Action item: Scan the entries for the word "woman" and return every line that has it.

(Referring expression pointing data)
--- START ---

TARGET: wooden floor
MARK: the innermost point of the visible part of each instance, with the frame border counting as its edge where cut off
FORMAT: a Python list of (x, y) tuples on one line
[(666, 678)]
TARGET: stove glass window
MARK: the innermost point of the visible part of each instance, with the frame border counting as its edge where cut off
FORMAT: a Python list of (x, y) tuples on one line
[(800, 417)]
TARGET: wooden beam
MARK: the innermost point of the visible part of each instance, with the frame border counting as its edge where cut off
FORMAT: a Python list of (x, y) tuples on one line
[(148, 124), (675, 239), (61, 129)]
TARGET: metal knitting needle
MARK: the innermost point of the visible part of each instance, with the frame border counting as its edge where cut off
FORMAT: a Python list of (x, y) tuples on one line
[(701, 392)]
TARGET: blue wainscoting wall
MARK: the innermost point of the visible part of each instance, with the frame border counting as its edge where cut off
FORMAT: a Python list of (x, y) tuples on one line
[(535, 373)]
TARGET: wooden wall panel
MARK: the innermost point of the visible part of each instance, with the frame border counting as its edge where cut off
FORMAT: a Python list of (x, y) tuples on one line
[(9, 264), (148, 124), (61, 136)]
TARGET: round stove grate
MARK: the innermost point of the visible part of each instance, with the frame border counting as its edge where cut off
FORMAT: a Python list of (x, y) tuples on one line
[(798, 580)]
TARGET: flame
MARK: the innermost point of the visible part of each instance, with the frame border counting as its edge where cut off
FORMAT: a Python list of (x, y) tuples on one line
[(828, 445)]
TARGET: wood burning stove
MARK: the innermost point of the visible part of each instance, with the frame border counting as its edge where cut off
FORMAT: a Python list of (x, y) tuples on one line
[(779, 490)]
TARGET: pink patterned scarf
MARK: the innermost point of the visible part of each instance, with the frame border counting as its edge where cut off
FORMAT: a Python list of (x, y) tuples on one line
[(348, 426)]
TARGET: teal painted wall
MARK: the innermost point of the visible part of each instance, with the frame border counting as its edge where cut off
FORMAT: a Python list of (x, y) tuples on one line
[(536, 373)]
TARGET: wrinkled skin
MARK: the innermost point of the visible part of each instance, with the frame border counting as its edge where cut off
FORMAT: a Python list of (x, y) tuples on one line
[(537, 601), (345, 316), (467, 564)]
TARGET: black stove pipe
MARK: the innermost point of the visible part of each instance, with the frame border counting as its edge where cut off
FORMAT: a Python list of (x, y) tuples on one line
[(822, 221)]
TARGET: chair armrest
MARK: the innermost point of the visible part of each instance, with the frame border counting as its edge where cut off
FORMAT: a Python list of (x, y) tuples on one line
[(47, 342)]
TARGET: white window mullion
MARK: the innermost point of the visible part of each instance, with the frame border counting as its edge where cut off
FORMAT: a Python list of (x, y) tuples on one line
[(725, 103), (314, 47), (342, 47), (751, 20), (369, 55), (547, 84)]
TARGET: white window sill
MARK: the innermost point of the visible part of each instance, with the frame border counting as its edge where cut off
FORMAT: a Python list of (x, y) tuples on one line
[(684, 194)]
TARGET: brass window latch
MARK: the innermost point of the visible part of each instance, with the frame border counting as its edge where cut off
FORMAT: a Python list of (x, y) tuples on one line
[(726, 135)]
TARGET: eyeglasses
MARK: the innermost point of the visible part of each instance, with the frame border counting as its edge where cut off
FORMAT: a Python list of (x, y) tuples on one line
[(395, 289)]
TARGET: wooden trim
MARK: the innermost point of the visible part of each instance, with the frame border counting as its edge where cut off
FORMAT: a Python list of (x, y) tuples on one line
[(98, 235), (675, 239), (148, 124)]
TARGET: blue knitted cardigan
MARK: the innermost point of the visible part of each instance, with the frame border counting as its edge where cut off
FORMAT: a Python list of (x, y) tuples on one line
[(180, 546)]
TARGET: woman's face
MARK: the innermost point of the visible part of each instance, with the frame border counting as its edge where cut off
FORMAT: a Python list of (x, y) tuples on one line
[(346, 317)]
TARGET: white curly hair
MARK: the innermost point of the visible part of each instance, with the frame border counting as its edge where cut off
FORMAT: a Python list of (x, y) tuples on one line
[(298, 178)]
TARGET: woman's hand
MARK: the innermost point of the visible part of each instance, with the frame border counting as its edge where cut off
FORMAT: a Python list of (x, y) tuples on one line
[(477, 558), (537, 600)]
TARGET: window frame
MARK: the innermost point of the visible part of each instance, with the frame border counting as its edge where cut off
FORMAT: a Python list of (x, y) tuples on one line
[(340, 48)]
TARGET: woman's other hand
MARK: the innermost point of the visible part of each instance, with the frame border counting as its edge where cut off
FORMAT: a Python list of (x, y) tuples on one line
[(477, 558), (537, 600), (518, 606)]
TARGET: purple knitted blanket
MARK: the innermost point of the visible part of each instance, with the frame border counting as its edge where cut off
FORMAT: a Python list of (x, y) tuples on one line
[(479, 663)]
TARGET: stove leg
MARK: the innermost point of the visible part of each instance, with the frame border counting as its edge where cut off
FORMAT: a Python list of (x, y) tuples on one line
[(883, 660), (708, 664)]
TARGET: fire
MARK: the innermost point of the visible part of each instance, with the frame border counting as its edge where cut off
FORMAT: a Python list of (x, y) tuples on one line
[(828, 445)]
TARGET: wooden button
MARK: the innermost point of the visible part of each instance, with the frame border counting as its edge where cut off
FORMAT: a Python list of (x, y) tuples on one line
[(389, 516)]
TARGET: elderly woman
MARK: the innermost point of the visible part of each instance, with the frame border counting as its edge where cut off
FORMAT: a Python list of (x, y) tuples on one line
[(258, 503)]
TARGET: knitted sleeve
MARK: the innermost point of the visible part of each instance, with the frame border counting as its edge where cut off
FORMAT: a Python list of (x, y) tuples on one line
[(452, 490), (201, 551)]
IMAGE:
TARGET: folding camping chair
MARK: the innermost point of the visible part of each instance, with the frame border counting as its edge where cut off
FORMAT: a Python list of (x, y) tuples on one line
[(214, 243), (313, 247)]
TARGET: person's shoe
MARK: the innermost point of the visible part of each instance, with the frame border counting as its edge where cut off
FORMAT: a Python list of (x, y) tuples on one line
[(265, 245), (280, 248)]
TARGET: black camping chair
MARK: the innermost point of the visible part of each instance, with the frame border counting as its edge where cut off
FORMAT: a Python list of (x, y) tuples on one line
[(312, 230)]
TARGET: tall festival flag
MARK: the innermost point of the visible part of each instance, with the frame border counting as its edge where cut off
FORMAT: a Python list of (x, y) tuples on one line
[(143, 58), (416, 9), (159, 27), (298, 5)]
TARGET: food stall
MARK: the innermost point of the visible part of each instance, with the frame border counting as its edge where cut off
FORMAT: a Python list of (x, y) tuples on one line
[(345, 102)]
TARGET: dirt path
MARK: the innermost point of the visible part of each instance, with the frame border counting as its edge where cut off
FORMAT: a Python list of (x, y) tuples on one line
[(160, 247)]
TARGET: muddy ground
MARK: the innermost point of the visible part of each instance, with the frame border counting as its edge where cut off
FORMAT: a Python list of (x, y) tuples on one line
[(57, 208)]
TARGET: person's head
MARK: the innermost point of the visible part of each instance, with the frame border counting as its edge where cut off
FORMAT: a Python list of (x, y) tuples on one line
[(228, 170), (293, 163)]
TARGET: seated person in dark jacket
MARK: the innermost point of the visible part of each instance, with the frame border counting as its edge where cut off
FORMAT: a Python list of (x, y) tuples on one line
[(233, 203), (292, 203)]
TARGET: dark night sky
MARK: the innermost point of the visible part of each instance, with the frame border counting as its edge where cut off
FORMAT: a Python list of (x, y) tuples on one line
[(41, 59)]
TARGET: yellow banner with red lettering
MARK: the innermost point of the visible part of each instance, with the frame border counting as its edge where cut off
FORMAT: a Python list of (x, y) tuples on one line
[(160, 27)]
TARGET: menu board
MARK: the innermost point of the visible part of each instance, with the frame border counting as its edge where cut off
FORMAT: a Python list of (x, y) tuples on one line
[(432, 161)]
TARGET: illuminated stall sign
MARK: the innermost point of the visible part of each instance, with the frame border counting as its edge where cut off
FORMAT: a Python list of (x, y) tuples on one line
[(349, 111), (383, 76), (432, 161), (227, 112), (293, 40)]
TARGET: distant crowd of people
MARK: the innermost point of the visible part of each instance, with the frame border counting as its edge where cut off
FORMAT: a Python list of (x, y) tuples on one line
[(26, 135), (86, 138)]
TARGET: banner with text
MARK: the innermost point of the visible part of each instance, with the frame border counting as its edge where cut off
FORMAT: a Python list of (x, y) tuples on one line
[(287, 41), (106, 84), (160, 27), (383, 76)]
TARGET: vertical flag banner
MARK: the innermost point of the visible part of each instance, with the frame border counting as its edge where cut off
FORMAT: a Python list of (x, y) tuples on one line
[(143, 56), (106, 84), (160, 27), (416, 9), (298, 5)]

--- END ---
--- START ---

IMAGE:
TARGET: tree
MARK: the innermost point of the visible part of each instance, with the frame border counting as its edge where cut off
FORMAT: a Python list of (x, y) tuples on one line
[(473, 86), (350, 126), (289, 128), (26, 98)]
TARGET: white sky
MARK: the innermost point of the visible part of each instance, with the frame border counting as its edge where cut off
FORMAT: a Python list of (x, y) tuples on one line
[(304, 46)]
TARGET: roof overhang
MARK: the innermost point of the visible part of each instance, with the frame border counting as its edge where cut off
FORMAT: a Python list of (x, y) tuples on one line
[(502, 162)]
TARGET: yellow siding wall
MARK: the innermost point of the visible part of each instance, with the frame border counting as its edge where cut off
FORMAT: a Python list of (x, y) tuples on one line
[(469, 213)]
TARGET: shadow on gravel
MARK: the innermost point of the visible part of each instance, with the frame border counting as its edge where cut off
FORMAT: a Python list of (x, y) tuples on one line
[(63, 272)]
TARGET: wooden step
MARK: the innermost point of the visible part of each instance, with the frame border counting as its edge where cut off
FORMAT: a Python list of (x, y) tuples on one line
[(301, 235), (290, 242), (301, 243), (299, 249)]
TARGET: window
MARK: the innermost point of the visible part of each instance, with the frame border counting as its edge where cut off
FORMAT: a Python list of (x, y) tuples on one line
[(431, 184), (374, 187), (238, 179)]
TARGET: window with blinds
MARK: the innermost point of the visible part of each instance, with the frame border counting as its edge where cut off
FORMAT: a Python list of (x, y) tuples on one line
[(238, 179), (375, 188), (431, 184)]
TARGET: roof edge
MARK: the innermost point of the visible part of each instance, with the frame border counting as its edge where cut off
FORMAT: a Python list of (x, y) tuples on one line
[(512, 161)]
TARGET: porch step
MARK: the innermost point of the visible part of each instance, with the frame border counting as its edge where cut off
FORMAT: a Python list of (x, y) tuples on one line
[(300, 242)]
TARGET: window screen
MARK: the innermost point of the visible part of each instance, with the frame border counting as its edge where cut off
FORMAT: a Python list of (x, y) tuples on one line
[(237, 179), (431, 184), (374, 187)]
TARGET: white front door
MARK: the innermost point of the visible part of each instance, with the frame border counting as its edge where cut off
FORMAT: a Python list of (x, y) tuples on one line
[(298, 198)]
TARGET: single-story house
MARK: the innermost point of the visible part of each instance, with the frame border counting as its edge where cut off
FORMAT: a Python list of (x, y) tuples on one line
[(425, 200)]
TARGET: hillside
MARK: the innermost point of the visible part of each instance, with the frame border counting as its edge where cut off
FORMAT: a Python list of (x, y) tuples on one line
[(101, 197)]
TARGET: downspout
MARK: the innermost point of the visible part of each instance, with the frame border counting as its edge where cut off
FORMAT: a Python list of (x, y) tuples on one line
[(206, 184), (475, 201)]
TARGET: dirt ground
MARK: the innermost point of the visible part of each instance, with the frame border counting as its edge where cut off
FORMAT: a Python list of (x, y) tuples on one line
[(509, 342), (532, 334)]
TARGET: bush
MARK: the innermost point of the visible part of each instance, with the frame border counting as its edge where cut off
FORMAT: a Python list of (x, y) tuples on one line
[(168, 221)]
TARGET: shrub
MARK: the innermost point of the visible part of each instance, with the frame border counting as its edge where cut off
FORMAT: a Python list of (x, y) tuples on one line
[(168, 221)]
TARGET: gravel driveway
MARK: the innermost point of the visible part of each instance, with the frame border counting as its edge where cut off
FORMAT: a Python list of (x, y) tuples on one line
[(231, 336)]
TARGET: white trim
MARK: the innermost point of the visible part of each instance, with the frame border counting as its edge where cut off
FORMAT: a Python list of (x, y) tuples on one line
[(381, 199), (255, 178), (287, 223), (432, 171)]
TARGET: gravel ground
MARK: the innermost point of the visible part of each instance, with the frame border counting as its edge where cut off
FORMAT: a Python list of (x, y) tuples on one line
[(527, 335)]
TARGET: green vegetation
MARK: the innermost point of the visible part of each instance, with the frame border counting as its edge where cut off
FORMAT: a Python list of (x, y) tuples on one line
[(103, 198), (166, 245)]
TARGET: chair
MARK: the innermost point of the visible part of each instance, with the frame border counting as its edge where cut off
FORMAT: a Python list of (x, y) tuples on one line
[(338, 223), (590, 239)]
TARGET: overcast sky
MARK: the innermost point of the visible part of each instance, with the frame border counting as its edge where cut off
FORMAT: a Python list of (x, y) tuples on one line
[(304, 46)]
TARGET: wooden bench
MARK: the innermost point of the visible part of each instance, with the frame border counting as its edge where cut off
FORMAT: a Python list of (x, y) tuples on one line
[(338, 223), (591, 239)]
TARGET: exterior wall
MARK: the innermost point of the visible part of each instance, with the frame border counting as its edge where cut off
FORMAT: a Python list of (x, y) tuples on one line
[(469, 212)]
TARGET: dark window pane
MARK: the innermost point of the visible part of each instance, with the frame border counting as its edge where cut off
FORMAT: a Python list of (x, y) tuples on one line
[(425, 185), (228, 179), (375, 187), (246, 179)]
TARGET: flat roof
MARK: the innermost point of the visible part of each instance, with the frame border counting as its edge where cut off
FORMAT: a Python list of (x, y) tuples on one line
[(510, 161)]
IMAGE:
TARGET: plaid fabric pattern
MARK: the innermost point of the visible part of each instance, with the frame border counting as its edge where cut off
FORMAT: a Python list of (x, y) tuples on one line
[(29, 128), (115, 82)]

--- END ---

Response:
TARGET: woman's face
TARGET: woman's hand
TARGET: woman's other hand
TARGET: elderly woman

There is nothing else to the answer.